Update the data below by changing "wooden post" to "fence post" wherever it occurs. Leave every other line as it is.

Dataset rows:
○ ○ ○ ○ ○ ○ ○
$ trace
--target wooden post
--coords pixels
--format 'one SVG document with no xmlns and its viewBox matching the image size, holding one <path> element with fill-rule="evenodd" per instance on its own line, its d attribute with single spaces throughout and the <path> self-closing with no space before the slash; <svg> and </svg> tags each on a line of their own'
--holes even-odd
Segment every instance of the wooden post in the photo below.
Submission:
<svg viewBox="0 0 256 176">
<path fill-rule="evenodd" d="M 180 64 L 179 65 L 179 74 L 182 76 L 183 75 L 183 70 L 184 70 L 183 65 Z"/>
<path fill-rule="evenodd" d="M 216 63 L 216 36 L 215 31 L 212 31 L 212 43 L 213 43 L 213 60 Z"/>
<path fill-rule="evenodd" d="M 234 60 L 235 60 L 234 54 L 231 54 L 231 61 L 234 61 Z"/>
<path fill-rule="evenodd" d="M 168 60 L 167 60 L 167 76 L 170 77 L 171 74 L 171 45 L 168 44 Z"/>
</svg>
○ ○ ○ ○ ○ ○ ○
▶ **RESPONSE TO THIS EXERCISE**:
$ trace
--target fence post
--coords pixels
--format 'one SVG document with no xmlns and its viewBox matching the image size, holding one <path> element with fill-rule="evenodd" per instance on its own line, its d attribute with single spaces throughout and the <path> self-closing with no space before the slash; <svg> and </svg> tags each on a line of their own'
--holes even-odd
Segment every instance of the fence post in the photo below.
Submission:
<svg viewBox="0 0 256 176">
<path fill-rule="evenodd" d="M 180 64 L 179 65 L 179 74 L 182 76 L 183 75 L 183 70 L 184 70 L 183 65 Z"/>
<path fill-rule="evenodd" d="M 216 63 L 216 36 L 215 31 L 212 31 L 212 43 L 213 43 L 213 60 Z"/>
<path fill-rule="evenodd" d="M 234 60 L 235 60 L 234 54 L 231 54 L 231 61 L 234 61 Z"/>
<path fill-rule="evenodd" d="M 168 60 L 167 60 L 167 76 L 170 77 L 171 74 L 171 45 L 168 44 Z"/>
</svg>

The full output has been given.